Рефераты. Причины строительства Берлинской стены и его международные последствия

Общественность не знала всех деталей истории с немецкими военнопленными, но ее знали западные союзники, и это отнюдь не увеличивало их доверия к тому, как Аденауэр описывал мотивы своего неожиданного московского «гамбита». Впрочем, в неофициальных разговорах с западными дипломатами канцлер не скрывал, что руководствовался вовсе не гуманитарными мотивами. Свое согласие на «сделку» он объяснял просто – желанием выиграть следующие выборы и по-прежнему держать социал-демократов подальше от внешнеполитической кухни. Этот аргумент на союзников подействовал, но лишь отчасти. Мораль истории с возвращением 10 тыс. военнопленных была им ясна: Аденауэр просто ловко перехватил выгодный гешефт у социал-демократов, использовав против них аппарат оккупационных властей. Где, однако, были гарантии, что при случае Аденауэр не перехватит у тех же социал-демократов что-нибудь из нейтралистского или антиблокового «репертуара», если окажется, что такова будет цена удержания им власти, что ради этого в будущем бундесканцлер не проявит сам инициативу, предложив советской стороне какую-нибудь сделку без согласования ее условий с союзниками и без учета интересов НАТО? Вопросы эти были далеко не академические. Ведь для Аденауэра западная интеграция представляла интерес главным образом, если не исключительно, как путь к суверенитету. Система «двойного сдерживания» вряд ли могла привлекать Аденауэра, поскольку одним из ее объектов мыслилась ФРГ. Видимо, в какой-то части этими соображениями и руководствовались советские лидеры, приглашая Аденауэра для переговоров.
++++++
ЗАДАНИЕ
Выведите отрывок о московских переговорах Аденауэра целиком, дословно и без каких-либо изменений. Записи представляют собой самостоятельный материал и с отрывком не связаны.

[Данные масок сегментации]
++++++
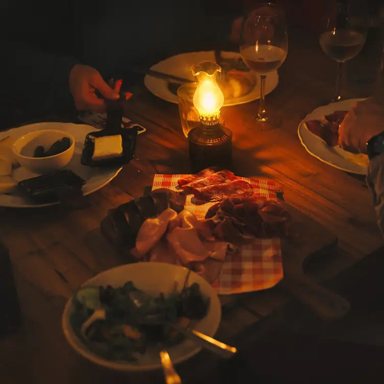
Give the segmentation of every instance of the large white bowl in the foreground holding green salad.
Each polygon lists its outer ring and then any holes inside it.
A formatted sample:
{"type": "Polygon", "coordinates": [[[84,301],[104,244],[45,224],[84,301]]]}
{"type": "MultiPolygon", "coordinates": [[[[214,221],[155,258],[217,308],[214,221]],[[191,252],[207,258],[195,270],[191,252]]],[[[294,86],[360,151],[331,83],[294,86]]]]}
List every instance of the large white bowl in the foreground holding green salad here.
{"type": "MultiPolygon", "coordinates": [[[[175,266],[162,262],[137,262],[112,268],[89,279],[82,286],[87,285],[112,285],[118,287],[127,281],[133,281],[135,286],[148,294],[158,296],[161,292],[165,295],[175,289],[175,281],[181,287],[184,284],[188,270],[184,267],[175,266]]],[[[204,296],[210,298],[210,306],[207,316],[199,321],[195,329],[213,337],[219,328],[221,319],[221,306],[217,293],[209,283],[201,276],[191,272],[188,283],[197,282],[204,296]]],[[[148,371],[161,368],[159,349],[155,346],[148,348],[147,352],[139,355],[137,362],[115,362],[108,361],[91,352],[87,346],[78,338],[69,321],[74,312],[73,298],[70,298],[65,305],[62,317],[62,327],[65,338],[71,347],[91,362],[119,371],[148,371]]],[[[201,350],[193,341],[185,339],[181,343],[167,348],[174,364],[185,361],[201,350]]]]}

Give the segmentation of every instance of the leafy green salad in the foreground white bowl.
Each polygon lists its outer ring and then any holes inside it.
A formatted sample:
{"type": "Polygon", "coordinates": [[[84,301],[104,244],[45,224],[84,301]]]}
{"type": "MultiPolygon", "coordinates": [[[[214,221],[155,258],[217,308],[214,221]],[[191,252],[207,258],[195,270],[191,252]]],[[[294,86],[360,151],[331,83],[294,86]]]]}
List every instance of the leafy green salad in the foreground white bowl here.
{"type": "Polygon", "coordinates": [[[172,326],[199,321],[207,315],[209,298],[197,283],[165,297],[138,290],[132,281],[121,287],[108,285],[81,288],[73,300],[70,322],[79,338],[99,356],[112,361],[134,362],[154,345],[169,347],[182,341],[172,326]],[[82,325],[94,311],[105,311],[105,319],[82,325]]]}

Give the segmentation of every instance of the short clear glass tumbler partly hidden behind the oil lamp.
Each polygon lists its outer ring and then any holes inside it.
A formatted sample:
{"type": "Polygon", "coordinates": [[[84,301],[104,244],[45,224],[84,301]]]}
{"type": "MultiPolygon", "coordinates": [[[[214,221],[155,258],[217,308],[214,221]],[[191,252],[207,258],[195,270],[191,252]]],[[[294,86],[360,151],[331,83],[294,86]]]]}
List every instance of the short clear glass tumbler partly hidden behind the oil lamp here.
{"type": "Polygon", "coordinates": [[[188,137],[188,132],[200,125],[199,112],[194,106],[194,94],[198,83],[183,84],[177,90],[179,100],[179,112],[181,128],[185,137],[188,137]]]}

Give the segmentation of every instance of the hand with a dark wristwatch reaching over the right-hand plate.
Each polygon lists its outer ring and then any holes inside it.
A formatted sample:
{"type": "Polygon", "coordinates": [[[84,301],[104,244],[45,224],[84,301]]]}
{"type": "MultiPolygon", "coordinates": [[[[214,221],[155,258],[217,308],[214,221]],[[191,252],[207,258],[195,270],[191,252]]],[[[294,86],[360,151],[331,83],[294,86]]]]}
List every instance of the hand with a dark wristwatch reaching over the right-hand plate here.
{"type": "Polygon", "coordinates": [[[352,153],[367,153],[367,141],[384,131],[384,104],[375,98],[356,103],[339,127],[339,144],[352,153]]]}

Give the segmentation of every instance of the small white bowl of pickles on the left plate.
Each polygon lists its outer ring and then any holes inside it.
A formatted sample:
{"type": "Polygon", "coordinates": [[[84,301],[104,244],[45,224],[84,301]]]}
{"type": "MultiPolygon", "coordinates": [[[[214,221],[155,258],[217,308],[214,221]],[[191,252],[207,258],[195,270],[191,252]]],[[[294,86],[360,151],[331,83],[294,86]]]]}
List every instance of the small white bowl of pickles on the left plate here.
{"type": "Polygon", "coordinates": [[[22,167],[44,175],[61,170],[69,163],[75,151],[75,138],[68,132],[58,129],[43,129],[18,137],[13,143],[12,150],[22,167]],[[68,137],[70,140],[70,147],[66,151],[54,156],[33,157],[36,147],[42,146],[47,151],[55,141],[63,137],[68,137]]]}

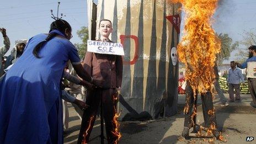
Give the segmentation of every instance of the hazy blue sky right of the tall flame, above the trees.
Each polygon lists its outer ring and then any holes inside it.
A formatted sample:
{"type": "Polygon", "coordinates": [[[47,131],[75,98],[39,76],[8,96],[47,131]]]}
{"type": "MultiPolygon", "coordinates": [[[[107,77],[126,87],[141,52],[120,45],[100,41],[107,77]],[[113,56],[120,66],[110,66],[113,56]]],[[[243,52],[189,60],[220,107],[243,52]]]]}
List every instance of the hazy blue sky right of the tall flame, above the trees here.
{"type": "MultiPolygon", "coordinates": [[[[244,31],[253,29],[255,31],[255,7],[255,0],[222,0],[214,17],[216,22],[213,28],[218,34],[228,34],[233,41],[242,41],[244,31]]],[[[239,44],[238,49],[247,51],[247,47],[242,44],[239,44]]],[[[239,58],[234,56],[236,53],[237,50],[233,51],[230,59],[224,62],[230,63],[230,61],[238,60],[239,58]]]]}

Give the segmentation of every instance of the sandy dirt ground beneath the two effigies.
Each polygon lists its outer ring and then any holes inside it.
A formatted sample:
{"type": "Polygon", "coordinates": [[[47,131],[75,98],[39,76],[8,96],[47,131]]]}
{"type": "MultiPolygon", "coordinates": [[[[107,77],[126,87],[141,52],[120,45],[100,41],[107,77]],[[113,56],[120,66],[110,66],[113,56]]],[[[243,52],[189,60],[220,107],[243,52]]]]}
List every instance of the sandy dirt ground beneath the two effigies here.
{"type": "MultiPolygon", "coordinates": [[[[226,95],[227,97],[227,95],[226,95]]],[[[218,99],[215,100],[215,109],[218,129],[222,129],[225,143],[256,143],[256,110],[250,105],[250,95],[242,95],[242,103],[231,103],[230,106],[220,106],[218,99]],[[253,136],[254,141],[247,142],[246,137],[253,136]]],[[[209,143],[210,138],[180,138],[183,130],[184,116],[183,97],[178,102],[178,114],[169,118],[150,121],[120,121],[122,137],[119,143],[209,143]]],[[[200,103],[200,102],[199,102],[200,103]]],[[[72,105],[70,110],[70,129],[66,132],[65,143],[76,143],[81,120],[79,120],[72,105]]],[[[201,105],[198,106],[198,124],[204,122],[201,105]]],[[[89,143],[100,143],[99,119],[95,122],[90,136],[93,139],[89,143]]],[[[212,139],[212,138],[211,138],[212,139]]],[[[105,143],[107,141],[105,140],[105,143]]],[[[211,143],[224,143],[214,140],[211,143]]]]}

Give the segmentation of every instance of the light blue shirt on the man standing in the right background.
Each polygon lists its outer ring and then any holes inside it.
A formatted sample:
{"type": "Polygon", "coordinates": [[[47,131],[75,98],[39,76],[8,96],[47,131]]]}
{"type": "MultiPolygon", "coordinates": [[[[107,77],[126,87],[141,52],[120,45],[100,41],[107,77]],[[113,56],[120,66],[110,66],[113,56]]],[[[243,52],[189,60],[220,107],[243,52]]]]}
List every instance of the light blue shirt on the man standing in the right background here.
{"type": "Polygon", "coordinates": [[[234,70],[230,68],[228,71],[227,82],[231,84],[239,84],[241,81],[244,82],[242,70],[237,67],[234,70]]]}

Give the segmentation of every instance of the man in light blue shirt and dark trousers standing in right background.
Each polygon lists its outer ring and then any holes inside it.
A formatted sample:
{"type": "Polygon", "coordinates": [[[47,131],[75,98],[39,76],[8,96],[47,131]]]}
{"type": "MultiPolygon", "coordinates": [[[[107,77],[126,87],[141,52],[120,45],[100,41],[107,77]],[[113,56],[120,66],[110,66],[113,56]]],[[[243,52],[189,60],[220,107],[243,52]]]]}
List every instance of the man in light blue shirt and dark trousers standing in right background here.
{"type": "Polygon", "coordinates": [[[234,61],[230,62],[230,70],[228,71],[228,92],[230,93],[230,102],[241,102],[240,97],[240,82],[244,83],[244,76],[242,74],[242,70],[236,67],[236,63],[234,61]],[[234,90],[236,92],[236,99],[234,99],[234,90]]]}

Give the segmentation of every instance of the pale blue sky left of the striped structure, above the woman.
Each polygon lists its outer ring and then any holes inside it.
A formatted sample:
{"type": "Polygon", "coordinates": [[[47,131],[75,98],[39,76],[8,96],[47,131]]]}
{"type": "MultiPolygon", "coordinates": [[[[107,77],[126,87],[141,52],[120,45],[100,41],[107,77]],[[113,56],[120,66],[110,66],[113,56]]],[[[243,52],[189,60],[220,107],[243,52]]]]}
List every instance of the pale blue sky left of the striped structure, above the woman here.
{"type": "MultiPolygon", "coordinates": [[[[8,0],[0,4],[0,27],[7,29],[11,47],[15,40],[29,39],[40,33],[48,33],[51,22],[50,10],[57,15],[57,0],[8,0]]],[[[59,13],[63,13],[72,26],[73,38],[71,42],[82,42],[76,31],[82,26],[87,26],[87,2],[86,0],[61,0],[59,13]]],[[[60,15],[60,14],[59,14],[60,15]]],[[[0,38],[2,45],[2,38],[0,38]]],[[[10,51],[10,50],[9,50],[10,51]]],[[[9,52],[8,52],[9,54],[9,52]]]]}

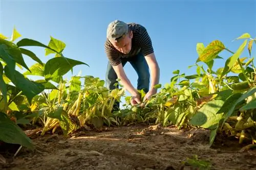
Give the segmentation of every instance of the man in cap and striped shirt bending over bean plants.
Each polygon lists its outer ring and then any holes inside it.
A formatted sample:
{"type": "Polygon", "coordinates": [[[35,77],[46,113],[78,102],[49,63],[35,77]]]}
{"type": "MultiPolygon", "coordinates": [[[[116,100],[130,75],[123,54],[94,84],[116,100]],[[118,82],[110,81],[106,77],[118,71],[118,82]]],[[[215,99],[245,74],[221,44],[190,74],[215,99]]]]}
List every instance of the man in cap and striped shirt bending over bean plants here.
++++++
ВЫПОЛНЕННОЕ ЗАДАНИЕ
Рефераты. Причины строительства Берлинской стены и его международные последствия

Общественность не знала всех деталей истории с немецкими военнопленными, но ее знали западные союзники, и это отнюдь не увеличивало их доверия к тому, как Аденауэр описывал мотивы своего неожиданного московского «гамбита». Впрочем, в неофициальных разговорах с западными дипломатами канцлер не скрывал, что руководствовался вовсе не гуманитарными мотивами. Свое согласие на «сделку» он объяснял просто – желанием выиграть следующие выборы и по-прежнему держать социал-демократов подальше от внешнеполитической кухни. Этот аргумент на союзников подействовал, но лишь отчасти. Мораль истории с возвращением 10 тыс. военнопленных была им ясна: Аденауэр просто ловко перехватил выгодный гешефт у социал-демократов, использовав против них аппарат оккупационных властей. Где, однако, были гарантии, что при случае Аденауэр не перехватит у тех же социал-демократов что-нибудь из нейтралистского или антиблокового «репертуара», если окажется, что такова будет цена удержания им власти, что ради этого в будущем бундесканцлер не проявит сам инициативу, предложив советской стороне какую-нибудь сделку без согласования ее условий с союзниками и без учета интересов НАТО? Вопросы эти были далеко не академические. Ведь для Аденауэра западная интеграция представляла интерес главным образом, если не исключительно, как путь к суверенитету. Система «двойного сдерживания» вряд ли могла привлекать Аденауэра, поскольку одним из ее объектов мыслилась ФРГ. Видимо, в какой-то части этими соображениями и руководствовались советские лидеры, приглашая Аденауэра для переговоров.